- _WHAT IS NEEDED_:
The answer must consist solely of the line that contains "[point] every instance of the hosta" and all subsequent lines of the data, each reproduced exactly.

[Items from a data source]
══════════
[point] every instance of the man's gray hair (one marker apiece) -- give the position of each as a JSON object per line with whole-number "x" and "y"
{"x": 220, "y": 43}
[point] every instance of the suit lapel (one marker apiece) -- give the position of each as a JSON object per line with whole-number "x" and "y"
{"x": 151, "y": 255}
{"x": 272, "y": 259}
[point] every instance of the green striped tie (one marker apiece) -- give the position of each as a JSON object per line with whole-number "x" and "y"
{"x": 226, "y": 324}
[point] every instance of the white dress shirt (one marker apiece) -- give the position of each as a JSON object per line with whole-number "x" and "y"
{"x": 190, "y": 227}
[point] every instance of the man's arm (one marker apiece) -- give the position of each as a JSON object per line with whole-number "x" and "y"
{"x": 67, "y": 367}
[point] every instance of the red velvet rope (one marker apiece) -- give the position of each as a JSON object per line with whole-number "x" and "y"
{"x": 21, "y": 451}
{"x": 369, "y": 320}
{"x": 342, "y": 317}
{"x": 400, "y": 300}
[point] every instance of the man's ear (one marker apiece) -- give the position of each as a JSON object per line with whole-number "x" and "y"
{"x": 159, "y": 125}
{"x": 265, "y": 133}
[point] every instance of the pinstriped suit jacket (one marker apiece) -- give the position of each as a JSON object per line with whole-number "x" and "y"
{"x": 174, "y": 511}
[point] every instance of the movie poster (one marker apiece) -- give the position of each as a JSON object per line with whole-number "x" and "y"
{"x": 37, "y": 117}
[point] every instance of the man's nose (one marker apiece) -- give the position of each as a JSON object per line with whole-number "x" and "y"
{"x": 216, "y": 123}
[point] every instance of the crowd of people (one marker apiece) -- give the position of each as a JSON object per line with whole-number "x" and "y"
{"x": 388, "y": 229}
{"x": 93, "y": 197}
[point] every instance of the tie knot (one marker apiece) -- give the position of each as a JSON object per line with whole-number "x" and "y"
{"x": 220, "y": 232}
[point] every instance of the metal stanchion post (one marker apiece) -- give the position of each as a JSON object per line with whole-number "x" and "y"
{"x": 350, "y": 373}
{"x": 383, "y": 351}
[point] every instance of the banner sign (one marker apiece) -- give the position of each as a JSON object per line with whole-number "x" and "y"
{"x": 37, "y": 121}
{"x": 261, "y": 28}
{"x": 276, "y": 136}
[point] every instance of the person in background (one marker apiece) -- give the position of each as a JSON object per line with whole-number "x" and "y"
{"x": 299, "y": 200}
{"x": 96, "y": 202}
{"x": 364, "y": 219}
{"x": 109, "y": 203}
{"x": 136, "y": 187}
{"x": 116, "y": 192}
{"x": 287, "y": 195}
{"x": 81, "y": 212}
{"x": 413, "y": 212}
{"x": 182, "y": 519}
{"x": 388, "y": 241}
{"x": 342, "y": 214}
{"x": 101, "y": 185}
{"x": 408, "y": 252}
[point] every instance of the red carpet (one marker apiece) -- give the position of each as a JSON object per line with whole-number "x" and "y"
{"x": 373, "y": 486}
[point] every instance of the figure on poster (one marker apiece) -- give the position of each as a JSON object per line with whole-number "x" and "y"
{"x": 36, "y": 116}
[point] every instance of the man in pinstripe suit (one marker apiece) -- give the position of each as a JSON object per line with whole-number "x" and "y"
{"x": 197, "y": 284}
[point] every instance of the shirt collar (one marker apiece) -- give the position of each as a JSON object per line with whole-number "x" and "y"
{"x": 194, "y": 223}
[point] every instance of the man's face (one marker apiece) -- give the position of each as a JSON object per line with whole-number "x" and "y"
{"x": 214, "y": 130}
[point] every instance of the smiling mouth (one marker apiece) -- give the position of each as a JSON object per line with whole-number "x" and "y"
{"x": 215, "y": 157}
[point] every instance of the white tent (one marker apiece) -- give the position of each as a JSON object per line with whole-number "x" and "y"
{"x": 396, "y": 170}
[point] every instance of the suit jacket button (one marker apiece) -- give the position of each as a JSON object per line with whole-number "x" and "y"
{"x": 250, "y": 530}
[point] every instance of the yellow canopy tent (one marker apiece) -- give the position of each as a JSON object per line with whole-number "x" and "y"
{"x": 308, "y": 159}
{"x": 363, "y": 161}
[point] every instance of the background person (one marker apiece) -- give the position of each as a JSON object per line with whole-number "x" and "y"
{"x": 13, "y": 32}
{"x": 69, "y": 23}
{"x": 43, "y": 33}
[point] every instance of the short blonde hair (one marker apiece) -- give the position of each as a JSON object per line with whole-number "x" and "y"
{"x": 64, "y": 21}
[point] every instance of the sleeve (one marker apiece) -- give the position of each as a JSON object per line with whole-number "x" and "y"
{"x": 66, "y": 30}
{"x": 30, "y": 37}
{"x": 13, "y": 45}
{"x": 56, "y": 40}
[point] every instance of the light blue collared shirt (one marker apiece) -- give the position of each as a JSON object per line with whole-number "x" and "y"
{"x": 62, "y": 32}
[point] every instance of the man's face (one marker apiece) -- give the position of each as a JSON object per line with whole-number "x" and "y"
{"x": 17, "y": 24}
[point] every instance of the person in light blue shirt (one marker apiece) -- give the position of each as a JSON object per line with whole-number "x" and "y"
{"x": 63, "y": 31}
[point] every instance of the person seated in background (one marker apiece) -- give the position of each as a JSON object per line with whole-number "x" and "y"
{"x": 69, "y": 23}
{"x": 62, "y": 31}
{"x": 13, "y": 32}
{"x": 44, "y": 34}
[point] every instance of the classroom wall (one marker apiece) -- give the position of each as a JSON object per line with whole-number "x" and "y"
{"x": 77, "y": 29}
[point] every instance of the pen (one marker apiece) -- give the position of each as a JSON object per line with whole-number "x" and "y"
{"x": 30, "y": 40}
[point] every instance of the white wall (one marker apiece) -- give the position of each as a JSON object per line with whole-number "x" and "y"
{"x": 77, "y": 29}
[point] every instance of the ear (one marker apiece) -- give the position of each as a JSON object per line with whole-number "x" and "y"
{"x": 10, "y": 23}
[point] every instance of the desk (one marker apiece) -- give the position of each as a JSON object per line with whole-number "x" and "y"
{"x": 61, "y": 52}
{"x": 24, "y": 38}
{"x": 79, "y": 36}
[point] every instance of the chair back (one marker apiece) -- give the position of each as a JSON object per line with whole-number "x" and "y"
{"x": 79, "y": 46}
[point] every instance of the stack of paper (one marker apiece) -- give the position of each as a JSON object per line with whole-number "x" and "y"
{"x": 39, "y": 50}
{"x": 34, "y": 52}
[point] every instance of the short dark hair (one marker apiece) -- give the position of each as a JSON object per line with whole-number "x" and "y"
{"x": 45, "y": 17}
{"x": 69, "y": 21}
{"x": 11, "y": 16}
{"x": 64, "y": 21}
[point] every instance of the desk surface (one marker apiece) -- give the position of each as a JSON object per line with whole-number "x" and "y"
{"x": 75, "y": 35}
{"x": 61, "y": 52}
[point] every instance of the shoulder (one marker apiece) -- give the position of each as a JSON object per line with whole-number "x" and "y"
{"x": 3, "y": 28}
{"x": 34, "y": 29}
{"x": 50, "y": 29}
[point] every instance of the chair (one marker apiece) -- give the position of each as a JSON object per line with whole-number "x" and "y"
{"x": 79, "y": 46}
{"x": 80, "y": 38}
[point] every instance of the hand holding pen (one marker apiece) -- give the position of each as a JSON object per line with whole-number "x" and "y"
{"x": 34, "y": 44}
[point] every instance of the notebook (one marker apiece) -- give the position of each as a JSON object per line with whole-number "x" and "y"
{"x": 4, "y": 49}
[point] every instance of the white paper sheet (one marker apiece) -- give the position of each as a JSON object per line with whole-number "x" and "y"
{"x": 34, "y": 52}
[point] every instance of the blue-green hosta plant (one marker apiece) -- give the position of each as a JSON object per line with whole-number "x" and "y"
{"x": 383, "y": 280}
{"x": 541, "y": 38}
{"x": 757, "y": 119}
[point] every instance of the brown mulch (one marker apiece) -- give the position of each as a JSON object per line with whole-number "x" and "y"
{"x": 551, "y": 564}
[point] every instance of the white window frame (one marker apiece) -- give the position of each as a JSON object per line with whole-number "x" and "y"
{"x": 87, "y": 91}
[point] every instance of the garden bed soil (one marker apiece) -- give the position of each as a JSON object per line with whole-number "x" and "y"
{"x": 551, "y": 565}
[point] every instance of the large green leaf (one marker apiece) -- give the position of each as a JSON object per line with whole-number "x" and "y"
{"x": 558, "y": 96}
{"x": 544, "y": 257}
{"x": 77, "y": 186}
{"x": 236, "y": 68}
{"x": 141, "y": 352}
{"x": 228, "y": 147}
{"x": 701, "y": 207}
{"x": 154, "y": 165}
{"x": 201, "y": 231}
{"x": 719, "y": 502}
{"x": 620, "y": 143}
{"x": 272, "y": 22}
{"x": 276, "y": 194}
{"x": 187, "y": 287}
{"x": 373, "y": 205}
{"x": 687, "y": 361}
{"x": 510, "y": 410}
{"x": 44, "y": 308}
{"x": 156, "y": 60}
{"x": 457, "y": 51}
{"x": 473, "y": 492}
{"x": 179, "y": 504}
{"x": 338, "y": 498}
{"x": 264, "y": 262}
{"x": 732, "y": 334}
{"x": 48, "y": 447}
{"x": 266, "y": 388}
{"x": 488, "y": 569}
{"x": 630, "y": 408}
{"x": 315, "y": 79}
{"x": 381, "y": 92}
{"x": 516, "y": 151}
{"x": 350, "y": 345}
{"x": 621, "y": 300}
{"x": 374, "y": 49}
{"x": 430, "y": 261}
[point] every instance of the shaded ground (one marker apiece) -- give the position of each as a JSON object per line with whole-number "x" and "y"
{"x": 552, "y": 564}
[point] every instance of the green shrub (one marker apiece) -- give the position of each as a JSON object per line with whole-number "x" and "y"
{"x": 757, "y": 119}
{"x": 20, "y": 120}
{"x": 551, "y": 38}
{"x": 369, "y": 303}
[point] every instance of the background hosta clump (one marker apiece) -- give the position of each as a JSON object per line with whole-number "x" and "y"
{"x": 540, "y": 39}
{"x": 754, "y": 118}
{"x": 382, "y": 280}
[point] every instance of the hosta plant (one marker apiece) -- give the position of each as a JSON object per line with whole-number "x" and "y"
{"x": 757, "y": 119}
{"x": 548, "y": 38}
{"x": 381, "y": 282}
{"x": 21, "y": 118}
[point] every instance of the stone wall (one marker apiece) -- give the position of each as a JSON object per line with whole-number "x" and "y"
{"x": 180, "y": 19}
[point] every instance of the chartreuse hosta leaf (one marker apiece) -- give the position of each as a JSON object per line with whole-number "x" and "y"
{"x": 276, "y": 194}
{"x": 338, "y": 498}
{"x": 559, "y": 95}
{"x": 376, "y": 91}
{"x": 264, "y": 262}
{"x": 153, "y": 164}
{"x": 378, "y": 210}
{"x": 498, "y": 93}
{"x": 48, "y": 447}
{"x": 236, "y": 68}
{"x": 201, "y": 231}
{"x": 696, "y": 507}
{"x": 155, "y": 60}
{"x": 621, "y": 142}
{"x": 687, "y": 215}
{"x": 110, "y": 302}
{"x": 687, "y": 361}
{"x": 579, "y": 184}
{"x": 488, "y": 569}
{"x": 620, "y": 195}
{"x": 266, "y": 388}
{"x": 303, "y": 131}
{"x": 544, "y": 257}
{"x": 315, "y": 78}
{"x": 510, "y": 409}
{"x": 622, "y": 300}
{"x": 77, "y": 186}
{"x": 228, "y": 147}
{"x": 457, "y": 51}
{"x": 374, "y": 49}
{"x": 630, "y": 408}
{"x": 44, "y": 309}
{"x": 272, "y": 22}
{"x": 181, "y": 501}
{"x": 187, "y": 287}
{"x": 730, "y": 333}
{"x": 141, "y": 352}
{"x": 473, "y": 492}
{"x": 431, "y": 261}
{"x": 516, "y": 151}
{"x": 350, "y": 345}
══════════
- _SOLUTION_:
[point] every instance of the hosta plant (one marker apiece) -- give the position of each as a JSON object per line with whole-number "x" and "y"
{"x": 757, "y": 119}
{"x": 548, "y": 38}
{"x": 381, "y": 282}
{"x": 21, "y": 118}
[point] every instance of the stone wall (one marker apiece) -- give the position of each as a JSON object per line with whole-number "x" and "y"
{"x": 180, "y": 19}
[point] every instance of the chartreuse hosta leaf (one marker apiece) -- give the position of each as a JSON object per line with whole-number "x" and "y"
{"x": 276, "y": 194}
{"x": 338, "y": 498}
{"x": 559, "y": 95}
{"x": 376, "y": 91}
{"x": 264, "y": 262}
{"x": 153, "y": 164}
{"x": 378, "y": 210}
{"x": 498, "y": 93}
{"x": 48, "y": 447}
{"x": 236, "y": 68}
{"x": 201, "y": 231}
{"x": 696, "y": 507}
{"x": 155, "y": 60}
{"x": 621, "y": 142}
{"x": 687, "y": 215}
{"x": 110, "y": 302}
{"x": 687, "y": 361}
{"x": 579, "y": 184}
{"x": 488, "y": 569}
{"x": 620, "y": 195}
{"x": 266, "y": 388}
{"x": 303, "y": 131}
{"x": 544, "y": 257}
{"x": 315, "y": 78}
{"x": 510, "y": 409}
{"x": 622, "y": 300}
{"x": 77, "y": 186}
{"x": 228, "y": 147}
{"x": 457, "y": 51}
{"x": 374, "y": 49}
{"x": 630, "y": 408}
{"x": 44, "y": 309}
{"x": 272, "y": 22}
{"x": 181, "y": 501}
{"x": 187, "y": 287}
{"x": 730, "y": 333}
{"x": 141, "y": 352}
{"x": 473, "y": 492}
{"x": 431, "y": 261}
{"x": 516, "y": 151}
{"x": 350, "y": 345}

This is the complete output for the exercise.